[What you should do]: Write out again only the lines running from the one that contains "Pinpoint every man in dark jacket." to the end of the records below, including both the first and the last.

[Recorded information]:
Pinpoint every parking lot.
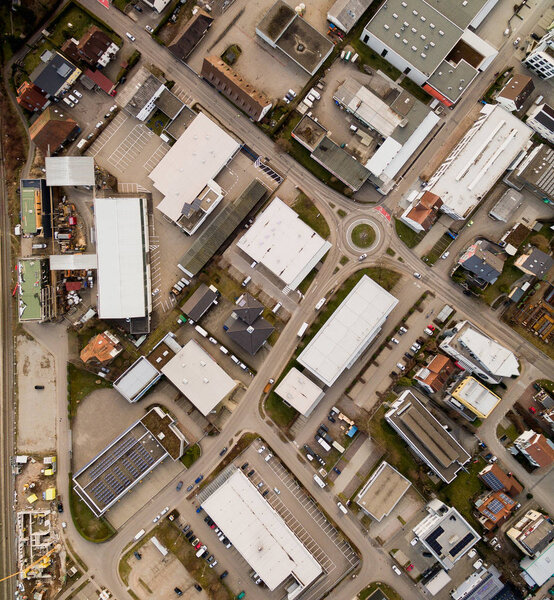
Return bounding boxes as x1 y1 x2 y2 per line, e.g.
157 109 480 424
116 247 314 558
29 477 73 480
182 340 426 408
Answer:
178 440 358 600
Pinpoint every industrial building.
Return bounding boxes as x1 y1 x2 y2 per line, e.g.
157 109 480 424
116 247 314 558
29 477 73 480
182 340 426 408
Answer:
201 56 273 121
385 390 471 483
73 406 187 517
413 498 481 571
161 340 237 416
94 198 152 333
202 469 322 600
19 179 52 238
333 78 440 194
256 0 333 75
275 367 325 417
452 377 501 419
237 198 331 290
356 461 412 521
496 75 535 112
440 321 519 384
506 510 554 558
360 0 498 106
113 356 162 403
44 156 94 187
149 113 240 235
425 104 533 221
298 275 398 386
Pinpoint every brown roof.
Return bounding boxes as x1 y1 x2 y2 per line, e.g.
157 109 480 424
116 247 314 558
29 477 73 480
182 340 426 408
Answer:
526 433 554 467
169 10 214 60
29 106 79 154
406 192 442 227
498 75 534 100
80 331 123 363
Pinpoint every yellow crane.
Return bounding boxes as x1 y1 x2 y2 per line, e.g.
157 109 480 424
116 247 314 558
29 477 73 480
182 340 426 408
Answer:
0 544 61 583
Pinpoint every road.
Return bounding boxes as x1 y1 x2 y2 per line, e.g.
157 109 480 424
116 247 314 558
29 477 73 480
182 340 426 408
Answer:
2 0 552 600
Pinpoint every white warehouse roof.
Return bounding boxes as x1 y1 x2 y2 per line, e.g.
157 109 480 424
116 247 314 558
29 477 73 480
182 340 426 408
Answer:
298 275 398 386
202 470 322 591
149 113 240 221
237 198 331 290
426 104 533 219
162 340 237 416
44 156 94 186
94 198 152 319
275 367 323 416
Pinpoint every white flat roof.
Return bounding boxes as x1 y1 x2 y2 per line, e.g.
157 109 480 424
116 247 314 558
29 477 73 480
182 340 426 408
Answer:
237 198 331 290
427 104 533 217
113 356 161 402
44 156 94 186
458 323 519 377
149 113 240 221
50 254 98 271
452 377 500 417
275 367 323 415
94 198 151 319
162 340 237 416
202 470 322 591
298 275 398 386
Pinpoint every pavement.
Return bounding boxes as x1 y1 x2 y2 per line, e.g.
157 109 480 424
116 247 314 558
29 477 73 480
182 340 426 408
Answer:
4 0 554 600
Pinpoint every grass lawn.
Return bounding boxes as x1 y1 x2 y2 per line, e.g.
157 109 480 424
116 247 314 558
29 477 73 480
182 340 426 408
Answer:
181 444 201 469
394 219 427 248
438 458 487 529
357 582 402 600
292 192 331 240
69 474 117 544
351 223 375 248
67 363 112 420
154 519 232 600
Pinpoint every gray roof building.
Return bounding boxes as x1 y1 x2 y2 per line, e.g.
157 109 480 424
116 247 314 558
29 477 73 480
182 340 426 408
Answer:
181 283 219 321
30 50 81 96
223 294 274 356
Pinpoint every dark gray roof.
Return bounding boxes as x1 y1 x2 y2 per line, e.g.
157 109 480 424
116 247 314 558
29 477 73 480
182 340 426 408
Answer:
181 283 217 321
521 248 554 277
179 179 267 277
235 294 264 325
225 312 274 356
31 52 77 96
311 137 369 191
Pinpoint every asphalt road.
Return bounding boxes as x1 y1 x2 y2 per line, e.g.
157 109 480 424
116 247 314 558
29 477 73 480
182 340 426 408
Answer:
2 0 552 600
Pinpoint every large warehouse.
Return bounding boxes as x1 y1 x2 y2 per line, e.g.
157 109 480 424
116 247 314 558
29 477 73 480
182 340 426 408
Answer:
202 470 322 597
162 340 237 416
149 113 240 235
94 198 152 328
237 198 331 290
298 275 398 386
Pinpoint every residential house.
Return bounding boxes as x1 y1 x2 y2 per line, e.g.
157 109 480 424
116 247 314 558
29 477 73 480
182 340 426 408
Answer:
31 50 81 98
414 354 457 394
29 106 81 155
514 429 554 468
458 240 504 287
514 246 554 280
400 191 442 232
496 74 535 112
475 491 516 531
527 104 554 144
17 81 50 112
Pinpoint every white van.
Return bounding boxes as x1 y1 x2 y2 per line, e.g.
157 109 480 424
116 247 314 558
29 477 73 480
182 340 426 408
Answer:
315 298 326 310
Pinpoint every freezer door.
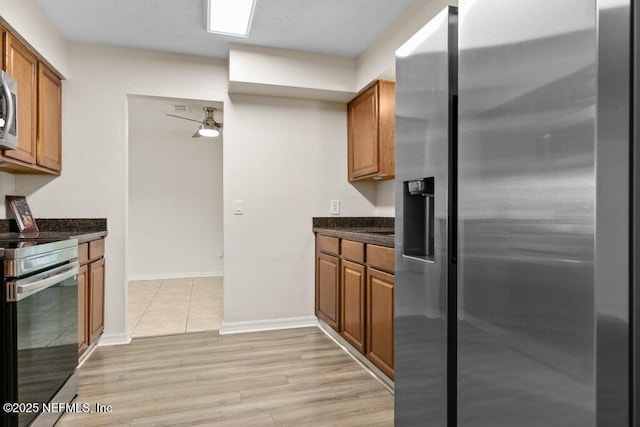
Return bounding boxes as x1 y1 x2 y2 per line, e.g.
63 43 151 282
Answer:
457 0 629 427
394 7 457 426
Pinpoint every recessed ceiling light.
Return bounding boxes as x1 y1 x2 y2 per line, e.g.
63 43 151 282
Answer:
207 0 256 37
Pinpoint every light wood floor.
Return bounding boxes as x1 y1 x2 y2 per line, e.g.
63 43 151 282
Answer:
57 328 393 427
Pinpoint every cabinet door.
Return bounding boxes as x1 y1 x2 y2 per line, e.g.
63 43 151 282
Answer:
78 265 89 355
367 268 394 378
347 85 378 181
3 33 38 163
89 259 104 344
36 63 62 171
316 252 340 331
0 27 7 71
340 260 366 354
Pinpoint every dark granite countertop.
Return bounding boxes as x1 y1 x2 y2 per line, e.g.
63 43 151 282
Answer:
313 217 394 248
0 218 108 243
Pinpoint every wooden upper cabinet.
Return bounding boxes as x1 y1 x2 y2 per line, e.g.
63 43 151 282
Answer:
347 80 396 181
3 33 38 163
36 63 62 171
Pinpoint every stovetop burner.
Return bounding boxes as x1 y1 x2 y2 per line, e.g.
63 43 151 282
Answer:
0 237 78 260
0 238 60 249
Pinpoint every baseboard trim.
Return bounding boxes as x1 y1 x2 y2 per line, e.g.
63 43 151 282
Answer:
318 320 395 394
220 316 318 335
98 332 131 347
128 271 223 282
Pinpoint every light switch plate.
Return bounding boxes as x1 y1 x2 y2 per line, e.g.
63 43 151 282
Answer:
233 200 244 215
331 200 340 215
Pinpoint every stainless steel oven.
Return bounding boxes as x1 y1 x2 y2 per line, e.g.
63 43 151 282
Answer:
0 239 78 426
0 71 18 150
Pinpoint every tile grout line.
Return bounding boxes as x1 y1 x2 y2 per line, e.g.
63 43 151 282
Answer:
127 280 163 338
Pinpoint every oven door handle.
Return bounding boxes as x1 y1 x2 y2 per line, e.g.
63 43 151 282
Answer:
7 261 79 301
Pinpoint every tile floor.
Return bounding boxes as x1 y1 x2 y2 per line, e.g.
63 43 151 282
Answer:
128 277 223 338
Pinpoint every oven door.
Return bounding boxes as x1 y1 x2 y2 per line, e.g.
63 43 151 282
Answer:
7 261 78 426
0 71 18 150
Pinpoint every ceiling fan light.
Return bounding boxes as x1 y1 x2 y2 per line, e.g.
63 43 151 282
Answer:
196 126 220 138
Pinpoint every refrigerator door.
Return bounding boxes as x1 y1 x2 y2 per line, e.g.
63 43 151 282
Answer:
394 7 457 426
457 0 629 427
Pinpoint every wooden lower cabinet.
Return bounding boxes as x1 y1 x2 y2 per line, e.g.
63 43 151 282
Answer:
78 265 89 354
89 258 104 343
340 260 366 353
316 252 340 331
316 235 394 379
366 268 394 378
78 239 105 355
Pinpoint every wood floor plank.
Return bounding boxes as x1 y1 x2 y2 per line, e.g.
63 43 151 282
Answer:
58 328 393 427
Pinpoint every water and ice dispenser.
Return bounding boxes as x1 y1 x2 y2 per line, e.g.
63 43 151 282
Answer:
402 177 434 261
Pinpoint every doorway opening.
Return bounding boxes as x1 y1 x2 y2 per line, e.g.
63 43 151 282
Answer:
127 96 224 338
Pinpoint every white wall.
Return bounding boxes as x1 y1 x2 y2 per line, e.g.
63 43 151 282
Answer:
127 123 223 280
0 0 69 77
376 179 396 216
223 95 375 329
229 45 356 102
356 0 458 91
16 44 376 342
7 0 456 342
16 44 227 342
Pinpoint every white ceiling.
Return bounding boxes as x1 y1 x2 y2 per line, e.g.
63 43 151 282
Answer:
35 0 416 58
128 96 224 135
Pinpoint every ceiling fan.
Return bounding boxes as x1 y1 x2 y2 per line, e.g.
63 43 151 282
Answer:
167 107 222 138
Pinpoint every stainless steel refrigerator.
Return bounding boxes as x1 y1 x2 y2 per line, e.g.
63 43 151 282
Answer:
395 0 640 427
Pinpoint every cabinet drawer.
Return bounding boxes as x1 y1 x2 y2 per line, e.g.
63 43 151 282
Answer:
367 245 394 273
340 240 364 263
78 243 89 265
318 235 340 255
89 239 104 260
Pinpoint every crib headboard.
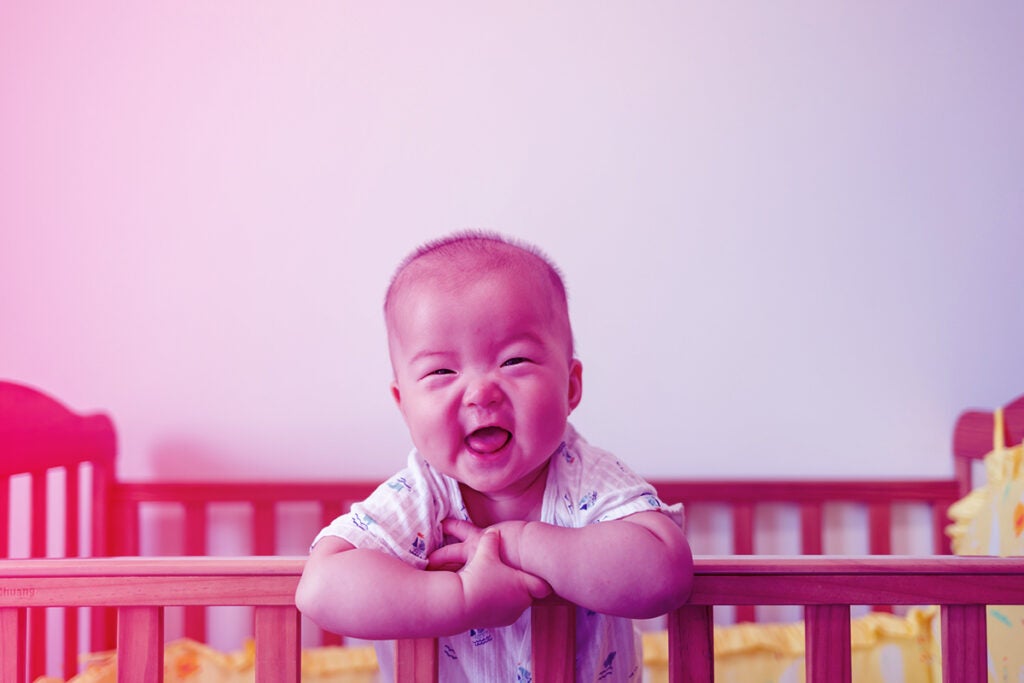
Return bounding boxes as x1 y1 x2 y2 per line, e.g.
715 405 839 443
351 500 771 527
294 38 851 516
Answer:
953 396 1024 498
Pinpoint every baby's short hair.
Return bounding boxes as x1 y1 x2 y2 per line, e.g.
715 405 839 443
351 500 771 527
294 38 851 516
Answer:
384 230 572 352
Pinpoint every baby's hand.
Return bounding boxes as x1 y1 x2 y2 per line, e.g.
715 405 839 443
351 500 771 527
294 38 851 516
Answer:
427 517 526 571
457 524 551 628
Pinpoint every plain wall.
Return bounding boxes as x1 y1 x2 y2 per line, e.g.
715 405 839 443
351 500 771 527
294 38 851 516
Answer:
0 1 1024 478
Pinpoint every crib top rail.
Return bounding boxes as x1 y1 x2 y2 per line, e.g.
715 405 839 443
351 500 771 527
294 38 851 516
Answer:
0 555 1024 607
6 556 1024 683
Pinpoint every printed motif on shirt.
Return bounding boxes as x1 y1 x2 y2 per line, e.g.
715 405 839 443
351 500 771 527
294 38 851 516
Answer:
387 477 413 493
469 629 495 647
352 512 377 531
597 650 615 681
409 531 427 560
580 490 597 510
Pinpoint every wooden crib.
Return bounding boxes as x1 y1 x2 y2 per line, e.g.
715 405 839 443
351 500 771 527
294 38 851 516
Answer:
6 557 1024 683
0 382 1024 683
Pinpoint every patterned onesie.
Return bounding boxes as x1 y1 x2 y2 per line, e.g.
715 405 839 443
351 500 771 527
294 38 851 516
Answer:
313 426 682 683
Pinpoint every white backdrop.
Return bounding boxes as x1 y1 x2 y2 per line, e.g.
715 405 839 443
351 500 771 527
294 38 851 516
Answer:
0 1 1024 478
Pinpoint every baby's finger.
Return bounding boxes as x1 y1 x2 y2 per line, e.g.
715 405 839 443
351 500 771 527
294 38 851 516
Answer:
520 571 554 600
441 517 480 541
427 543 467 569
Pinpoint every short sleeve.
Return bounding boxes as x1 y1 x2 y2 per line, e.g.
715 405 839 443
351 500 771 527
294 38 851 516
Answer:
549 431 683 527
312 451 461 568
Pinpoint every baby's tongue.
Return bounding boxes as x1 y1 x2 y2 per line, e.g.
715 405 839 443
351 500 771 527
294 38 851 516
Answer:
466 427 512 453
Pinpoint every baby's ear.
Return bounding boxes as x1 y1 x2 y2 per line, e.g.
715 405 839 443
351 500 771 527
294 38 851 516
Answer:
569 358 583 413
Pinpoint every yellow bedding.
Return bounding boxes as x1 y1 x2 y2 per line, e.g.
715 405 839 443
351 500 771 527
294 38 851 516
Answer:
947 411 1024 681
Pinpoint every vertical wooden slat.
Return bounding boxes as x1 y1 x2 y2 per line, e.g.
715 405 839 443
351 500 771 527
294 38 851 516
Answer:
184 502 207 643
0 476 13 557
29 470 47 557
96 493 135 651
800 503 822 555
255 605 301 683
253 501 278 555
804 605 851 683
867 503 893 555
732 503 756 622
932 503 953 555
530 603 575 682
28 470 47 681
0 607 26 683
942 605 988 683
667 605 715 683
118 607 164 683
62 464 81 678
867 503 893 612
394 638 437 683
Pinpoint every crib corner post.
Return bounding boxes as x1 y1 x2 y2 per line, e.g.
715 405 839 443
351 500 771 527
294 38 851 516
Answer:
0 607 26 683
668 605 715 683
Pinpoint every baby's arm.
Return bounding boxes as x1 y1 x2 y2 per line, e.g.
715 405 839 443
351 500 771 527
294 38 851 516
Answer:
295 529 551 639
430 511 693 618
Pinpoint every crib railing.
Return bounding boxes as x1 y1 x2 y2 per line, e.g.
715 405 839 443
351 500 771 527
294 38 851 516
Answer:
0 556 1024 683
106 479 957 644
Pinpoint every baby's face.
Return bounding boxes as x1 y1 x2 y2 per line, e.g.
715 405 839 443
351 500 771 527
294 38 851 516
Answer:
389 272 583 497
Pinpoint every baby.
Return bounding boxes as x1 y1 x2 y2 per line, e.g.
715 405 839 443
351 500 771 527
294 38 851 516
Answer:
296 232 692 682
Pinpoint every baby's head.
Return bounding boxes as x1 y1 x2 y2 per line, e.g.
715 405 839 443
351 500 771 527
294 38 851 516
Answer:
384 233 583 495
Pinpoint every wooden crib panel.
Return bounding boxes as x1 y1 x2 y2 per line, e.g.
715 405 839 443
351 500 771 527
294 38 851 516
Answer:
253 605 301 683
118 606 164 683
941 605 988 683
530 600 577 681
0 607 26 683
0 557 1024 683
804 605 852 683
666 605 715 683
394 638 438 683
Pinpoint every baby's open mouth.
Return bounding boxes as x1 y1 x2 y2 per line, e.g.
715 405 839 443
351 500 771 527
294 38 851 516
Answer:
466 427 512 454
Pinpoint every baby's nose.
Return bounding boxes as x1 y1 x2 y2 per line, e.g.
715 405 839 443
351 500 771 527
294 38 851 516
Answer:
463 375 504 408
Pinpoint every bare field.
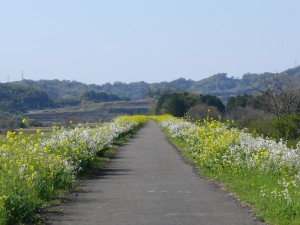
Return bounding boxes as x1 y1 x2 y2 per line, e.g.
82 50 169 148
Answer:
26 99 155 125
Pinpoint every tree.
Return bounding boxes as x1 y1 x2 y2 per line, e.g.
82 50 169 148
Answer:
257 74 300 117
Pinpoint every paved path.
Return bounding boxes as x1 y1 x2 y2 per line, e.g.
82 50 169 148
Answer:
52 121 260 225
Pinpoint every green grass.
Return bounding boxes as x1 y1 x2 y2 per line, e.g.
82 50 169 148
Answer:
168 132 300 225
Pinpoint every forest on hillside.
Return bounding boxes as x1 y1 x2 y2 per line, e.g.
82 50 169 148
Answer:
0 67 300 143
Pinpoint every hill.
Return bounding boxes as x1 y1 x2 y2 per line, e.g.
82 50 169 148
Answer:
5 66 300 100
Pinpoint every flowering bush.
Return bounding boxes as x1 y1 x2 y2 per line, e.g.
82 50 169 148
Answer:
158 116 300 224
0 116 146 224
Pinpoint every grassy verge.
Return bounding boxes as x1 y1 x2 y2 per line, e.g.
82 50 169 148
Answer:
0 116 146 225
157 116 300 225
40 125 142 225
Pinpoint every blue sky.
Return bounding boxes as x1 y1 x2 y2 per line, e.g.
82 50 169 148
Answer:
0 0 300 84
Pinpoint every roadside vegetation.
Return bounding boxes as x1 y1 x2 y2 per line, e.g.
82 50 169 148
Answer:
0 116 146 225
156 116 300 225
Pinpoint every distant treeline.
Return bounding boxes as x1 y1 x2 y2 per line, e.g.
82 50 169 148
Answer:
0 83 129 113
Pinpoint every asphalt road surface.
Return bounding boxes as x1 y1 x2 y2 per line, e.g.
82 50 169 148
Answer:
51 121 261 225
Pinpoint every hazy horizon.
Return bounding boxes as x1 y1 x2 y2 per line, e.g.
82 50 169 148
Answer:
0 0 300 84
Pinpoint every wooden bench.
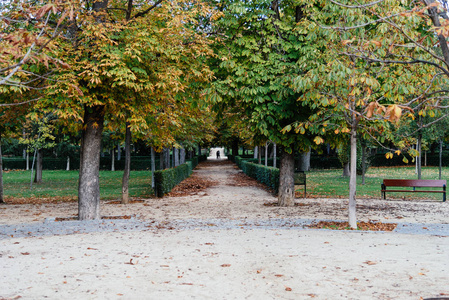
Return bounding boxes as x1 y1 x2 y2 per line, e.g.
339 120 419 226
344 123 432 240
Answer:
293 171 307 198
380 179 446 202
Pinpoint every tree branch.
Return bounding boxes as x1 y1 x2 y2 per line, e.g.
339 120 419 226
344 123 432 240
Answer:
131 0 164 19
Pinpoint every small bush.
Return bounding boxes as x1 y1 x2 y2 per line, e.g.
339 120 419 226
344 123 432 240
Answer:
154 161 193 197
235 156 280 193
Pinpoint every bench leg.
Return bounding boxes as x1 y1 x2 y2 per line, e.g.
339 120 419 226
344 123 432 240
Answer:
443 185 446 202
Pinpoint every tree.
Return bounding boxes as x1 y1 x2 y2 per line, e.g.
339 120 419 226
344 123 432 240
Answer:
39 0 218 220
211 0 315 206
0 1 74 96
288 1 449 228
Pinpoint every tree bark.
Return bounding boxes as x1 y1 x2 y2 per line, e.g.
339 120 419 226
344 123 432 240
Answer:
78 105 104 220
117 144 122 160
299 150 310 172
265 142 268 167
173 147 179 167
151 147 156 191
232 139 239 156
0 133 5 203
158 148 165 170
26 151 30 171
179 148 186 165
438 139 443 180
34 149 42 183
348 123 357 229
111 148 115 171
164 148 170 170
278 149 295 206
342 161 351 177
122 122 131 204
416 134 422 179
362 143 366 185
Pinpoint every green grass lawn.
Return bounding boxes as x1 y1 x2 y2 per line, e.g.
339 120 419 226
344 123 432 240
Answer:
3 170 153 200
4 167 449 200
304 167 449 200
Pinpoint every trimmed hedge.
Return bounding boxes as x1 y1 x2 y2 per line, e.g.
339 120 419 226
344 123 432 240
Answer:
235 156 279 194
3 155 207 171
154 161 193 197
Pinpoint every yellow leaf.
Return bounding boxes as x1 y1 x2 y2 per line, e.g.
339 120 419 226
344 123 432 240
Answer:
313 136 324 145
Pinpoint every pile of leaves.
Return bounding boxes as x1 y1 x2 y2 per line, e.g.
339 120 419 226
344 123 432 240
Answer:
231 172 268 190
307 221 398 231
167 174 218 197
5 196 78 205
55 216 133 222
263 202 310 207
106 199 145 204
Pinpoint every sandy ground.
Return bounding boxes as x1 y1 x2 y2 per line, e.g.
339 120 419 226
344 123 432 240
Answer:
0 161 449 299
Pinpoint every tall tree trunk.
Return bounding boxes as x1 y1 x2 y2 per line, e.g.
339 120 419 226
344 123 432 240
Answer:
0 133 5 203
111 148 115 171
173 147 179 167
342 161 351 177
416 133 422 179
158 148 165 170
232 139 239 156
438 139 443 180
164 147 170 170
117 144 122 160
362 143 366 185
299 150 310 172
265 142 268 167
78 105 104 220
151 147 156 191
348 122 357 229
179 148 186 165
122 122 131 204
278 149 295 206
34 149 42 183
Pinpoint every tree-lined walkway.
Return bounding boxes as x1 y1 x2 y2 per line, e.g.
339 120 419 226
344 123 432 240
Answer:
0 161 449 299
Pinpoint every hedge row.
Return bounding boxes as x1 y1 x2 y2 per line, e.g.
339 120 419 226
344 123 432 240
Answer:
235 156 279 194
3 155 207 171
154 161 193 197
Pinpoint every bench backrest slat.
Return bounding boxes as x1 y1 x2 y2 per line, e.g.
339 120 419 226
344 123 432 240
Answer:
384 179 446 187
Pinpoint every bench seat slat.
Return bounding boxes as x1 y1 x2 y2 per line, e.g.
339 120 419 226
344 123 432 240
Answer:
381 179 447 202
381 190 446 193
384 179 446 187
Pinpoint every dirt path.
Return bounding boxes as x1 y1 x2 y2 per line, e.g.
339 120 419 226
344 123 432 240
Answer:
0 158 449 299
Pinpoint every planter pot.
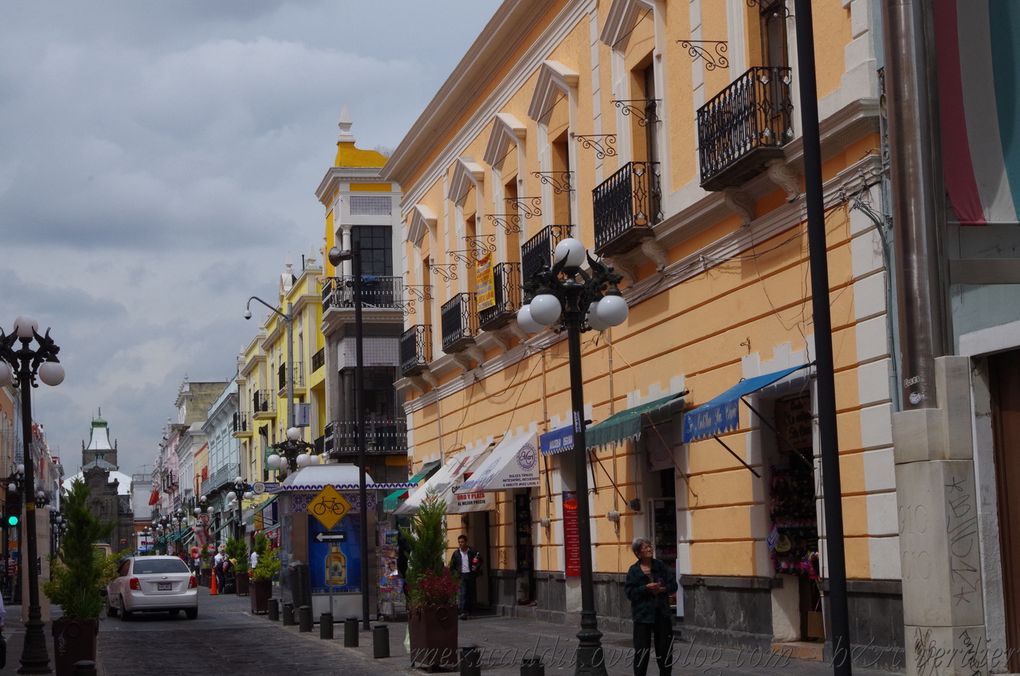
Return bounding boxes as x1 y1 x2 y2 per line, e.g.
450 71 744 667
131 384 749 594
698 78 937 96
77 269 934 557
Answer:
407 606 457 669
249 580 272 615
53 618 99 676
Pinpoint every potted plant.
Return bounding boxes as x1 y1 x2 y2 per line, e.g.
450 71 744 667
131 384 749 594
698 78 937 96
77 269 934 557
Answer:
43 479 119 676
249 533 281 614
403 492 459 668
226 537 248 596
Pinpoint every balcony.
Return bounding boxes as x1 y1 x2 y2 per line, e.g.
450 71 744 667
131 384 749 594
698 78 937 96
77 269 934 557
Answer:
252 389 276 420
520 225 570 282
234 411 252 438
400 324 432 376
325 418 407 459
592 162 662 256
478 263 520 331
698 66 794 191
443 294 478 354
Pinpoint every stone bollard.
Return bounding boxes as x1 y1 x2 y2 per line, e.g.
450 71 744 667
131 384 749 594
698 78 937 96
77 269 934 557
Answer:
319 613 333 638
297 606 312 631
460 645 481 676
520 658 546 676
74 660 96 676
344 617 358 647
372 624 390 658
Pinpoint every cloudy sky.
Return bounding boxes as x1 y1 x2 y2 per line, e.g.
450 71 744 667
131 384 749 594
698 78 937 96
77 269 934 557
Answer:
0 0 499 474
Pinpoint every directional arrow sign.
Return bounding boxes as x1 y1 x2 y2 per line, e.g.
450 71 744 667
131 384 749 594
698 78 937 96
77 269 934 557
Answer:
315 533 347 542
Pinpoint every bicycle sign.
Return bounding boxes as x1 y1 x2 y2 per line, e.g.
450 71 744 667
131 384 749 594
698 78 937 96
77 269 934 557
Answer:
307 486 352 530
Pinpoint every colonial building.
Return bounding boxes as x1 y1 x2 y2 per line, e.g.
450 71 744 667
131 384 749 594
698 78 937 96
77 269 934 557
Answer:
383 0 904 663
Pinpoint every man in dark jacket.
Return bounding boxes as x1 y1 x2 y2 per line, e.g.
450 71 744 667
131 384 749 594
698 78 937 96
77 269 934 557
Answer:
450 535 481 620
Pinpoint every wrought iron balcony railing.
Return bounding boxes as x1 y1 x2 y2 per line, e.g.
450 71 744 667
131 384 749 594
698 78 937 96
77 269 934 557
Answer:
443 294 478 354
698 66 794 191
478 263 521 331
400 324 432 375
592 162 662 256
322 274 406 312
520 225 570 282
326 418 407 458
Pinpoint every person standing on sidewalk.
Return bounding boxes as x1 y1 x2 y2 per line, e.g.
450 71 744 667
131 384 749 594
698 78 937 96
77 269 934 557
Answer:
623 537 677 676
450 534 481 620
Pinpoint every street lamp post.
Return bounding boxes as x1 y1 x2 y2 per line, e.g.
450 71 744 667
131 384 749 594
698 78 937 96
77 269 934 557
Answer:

[Problem solution]:
Pinpoint every man in dark jacket.
Return bounding boxes as x1 y1 x2 y2 per line, e.g.
450 71 744 667
131 384 749 594
698 78 937 96
77 269 934 557
Answer:
450 535 481 620
Pinpoint every wrought iron balcony railing.
Return bounding boxes as x1 y1 x2 y2 per line, e.g.
450 71 744 667
131 384 749 594
698 78 937 96
77 269 934 557
Answer:
443 294 478 354
698 66 794 191
478 263 521 331
400 324 432 375
592 162 662 256
322 274 406 312
520 225 570 282
326 418 407 458
Pinpoint every person standing on sidewalk.
Return bounding boxes as x1 y1 x2 y2 per line, e.g.
450 71 744 667
131 384 749 594
698 78 937 96
77 269 934 557
Answer:
623 537 677 676
450 534 481 620
Pinpoint every street lamp post.
Return bounding boxes as x1 y1 x2 y2 per line, e.g.
450 71 744 667
131 384 749 594
698 78 937 96
77 269 934 557
Answer:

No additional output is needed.